- _WORK INSTRUCTIONS_
Gather every line in the records that contains the word "electrical" and copy each one.
[EXCERPTED DATA start]
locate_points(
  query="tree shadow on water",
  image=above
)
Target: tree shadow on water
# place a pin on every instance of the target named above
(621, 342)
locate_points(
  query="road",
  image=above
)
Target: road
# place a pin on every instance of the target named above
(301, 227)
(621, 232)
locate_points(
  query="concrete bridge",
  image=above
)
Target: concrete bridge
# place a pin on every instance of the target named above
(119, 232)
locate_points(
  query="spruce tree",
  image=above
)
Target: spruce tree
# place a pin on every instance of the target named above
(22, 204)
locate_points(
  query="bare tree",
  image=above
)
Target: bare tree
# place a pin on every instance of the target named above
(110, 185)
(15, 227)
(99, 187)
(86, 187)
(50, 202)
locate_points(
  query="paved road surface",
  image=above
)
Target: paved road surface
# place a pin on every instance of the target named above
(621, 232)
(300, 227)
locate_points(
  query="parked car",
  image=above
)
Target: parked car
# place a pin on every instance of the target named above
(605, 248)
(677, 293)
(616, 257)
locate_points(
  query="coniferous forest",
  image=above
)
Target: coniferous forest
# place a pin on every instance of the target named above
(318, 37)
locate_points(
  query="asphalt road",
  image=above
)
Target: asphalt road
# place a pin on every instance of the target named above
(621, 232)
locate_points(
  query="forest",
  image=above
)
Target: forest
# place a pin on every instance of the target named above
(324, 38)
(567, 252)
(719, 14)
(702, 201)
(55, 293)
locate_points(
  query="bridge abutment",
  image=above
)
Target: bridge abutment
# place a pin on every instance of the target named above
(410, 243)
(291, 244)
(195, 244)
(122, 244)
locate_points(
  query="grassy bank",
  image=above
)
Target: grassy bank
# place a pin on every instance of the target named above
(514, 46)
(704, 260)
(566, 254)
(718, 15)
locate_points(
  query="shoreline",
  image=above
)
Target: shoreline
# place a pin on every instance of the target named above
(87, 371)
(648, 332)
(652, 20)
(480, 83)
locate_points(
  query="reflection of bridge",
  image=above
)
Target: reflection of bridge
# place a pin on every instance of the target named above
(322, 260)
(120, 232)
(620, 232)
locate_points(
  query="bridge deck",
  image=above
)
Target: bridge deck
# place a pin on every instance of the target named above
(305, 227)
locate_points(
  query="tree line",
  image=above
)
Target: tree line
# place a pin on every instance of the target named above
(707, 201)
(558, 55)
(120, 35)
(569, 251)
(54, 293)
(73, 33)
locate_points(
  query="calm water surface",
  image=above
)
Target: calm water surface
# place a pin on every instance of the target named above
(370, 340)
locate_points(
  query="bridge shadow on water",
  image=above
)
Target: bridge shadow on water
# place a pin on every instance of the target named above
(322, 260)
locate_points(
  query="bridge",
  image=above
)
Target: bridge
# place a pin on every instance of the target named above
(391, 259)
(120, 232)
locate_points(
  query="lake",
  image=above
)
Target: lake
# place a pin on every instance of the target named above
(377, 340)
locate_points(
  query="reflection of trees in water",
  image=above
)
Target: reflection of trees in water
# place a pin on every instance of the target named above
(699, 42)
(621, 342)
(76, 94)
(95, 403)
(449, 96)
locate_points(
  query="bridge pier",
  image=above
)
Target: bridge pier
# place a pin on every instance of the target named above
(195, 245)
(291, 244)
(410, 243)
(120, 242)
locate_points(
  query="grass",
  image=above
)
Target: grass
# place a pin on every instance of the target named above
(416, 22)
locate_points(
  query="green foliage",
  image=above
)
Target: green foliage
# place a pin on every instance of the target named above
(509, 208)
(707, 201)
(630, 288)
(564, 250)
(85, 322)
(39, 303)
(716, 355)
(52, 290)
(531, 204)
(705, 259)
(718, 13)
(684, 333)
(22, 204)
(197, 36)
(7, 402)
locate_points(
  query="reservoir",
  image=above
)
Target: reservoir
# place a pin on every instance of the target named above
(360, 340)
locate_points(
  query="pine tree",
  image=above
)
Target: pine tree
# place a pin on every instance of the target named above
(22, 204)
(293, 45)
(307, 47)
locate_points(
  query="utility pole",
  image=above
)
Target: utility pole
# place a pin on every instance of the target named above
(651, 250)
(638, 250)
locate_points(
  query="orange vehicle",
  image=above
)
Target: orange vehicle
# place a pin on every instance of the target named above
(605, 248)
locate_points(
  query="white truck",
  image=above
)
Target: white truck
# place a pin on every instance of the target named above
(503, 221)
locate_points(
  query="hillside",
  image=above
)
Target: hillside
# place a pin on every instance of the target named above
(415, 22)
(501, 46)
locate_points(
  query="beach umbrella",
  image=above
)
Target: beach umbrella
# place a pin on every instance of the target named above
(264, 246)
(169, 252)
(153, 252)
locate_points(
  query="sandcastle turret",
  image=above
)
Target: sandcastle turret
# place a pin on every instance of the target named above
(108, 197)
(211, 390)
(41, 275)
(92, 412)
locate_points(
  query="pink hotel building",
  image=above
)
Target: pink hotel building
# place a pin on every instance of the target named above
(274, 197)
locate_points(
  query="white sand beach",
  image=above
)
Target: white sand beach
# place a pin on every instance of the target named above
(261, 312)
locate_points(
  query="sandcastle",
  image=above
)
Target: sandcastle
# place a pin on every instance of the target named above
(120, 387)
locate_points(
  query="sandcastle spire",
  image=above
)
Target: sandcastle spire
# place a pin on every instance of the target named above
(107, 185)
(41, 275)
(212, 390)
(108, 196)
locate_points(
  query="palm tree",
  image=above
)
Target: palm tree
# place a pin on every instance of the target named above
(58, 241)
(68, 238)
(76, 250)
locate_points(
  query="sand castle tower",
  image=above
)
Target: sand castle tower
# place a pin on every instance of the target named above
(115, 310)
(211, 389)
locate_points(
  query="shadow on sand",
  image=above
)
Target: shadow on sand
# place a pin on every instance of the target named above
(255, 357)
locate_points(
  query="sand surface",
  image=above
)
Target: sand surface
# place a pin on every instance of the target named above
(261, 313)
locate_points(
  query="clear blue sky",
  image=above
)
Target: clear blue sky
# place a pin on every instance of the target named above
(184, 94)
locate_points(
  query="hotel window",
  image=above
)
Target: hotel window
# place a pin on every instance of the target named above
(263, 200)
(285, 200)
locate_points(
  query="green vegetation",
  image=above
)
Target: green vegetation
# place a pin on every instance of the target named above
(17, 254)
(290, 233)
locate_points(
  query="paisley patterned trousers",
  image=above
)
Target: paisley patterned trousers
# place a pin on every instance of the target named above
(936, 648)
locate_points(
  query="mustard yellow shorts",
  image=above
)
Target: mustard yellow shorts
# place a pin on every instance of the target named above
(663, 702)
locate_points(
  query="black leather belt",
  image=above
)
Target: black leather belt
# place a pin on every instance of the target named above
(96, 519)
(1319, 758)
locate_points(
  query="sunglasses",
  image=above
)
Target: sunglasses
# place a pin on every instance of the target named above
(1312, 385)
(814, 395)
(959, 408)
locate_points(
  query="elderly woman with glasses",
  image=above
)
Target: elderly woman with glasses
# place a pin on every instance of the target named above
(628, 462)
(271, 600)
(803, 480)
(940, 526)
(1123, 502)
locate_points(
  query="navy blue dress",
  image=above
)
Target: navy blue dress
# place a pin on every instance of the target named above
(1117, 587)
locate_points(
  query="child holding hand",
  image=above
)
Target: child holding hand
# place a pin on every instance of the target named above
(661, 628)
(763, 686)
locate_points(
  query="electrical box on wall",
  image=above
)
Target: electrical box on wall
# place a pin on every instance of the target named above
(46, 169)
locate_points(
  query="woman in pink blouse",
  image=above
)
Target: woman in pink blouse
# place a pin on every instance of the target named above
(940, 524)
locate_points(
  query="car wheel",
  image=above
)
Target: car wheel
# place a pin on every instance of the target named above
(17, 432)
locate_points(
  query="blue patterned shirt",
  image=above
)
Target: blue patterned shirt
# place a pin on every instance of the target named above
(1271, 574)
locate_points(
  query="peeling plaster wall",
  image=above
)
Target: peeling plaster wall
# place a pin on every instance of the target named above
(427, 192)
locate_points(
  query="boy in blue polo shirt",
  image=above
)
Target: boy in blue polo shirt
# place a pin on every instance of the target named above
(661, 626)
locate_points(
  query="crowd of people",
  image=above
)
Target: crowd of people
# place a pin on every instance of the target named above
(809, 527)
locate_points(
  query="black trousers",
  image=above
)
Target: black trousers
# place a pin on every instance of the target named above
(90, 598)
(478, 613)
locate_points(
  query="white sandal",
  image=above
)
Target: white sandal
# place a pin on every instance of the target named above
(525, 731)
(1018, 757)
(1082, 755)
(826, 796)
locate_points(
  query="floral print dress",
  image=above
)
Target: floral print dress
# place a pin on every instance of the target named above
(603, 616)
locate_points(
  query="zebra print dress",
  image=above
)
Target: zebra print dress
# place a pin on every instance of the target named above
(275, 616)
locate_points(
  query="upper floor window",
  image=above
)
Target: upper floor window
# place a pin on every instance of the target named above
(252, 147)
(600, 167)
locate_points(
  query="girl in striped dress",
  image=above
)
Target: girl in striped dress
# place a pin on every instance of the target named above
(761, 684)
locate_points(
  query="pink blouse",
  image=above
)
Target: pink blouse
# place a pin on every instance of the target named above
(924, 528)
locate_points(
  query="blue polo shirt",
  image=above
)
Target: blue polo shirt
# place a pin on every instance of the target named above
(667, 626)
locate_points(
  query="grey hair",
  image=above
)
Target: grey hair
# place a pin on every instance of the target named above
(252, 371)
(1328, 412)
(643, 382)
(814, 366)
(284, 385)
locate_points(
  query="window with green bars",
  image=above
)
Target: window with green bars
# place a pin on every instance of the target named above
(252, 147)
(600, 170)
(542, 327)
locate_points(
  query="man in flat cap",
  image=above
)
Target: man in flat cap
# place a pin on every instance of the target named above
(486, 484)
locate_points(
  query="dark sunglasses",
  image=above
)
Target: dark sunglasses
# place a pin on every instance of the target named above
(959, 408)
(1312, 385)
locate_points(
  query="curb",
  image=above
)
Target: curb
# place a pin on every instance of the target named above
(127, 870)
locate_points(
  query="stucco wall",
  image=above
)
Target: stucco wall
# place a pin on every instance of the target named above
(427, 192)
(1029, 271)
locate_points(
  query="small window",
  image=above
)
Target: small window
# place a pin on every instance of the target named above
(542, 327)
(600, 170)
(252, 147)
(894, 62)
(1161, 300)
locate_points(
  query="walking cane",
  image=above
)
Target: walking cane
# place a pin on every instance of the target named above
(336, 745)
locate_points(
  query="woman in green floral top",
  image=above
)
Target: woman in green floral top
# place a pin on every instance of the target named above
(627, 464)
[EXCERPTED DATA end]
- _TASK RESULT_
  query="electrical box on wall",
Target: electrical box on wall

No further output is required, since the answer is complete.